**正文部分:**
╔══
爬取掘金最近的帖子生成词云

184 阅读1分钟

爬取掘金文章

接口分析

爬取数据最简单的方式就是直接是爬取api,分析掘金的pc api,如下图

看到有一个 https://api.juejin.cn/recommend_api/v1/article/recommend_all_feed?aid=2608&uuid=6896764480194545166&spider=0 的接口,参数如下

{
  "id_type": 2,
  "client_type": 2608,
  "sort_type": 300,
  "cursor": "eyJ2IjoiNzI2ODI5MzU0Mjk3MTI3NzM0OSIsImkiOjIwfQ==",
  "limit": 20
}

cursor 肉眼分析猜测是base64格式,尝试base64的方式解码结果为

{"v":"7268293542971277349","i":20}

请求多几次接口,解码观察发现 i 其实就是分页

开始请求数据

爬取前10页数据并保存到文件中

contents = []
url = "https://api.juejin.cn/recommend_api/v1/article/recommend_all_feed?aid=2608&uuid=6896764480194545166&spider=0"

for i in range(0, 10):
    print(i)
    cursor = base64.b64encode(json.dumps({"v": "7268293542971277349", "i": (i - 1) * 20}).encode("utf-8"))
    data = {
        "client_type": 2608,
        "cursor": cursor.decode(),
        "id_type": 2,
        "limit": 20,
        "sort_type": 200,
    }

    response = requests.post(url,
                             headers={
                                 "User-Agent": "Mozilla/5.0 (Macintosh; Intel Mac OS X 10_15_7) AppleWebKit/537.36 "},
                             data=json.dumps(data))
    results = response.json()
    for result in results["data"]:
        if result["item_type"] != 2:
            continue
        contents.append(result["item_info"]["article_info"]['title'])
        contents.append(result["item_info"]["article_info"]['brief_content'])

space_list = ' '.join(contents)
# 把数据存起来
text_path = "./content.txt"
open(text_path, "w").write(space_list)
╚══
**材料:**
╔══
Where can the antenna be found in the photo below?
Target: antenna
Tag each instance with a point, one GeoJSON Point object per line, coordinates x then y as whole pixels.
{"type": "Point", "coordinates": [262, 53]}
╚══
**待完成任务:**
a: 根据正文，反复请求接口并解码 cursor 后，发现其中的 i 实际上是什么？
b: 把正文中从“results = response.json()”一直到“space_list = ' '.join(contents)”的这一段重新写出，并将其中的“contents”改名为“text_list”。
请只根据正文作答。

**逐项结果:**
a: i 其实就是分页。

b:
results = response.json()
    for result in results["data"]:
        if result["item_type"] != 2:
            continue
        text_list.append(result["item_info"]["article_info"]['title'])
        text_list.append(result["item_info"]["article_info"]['brief_content'])

space_list = ' '.join(text_list)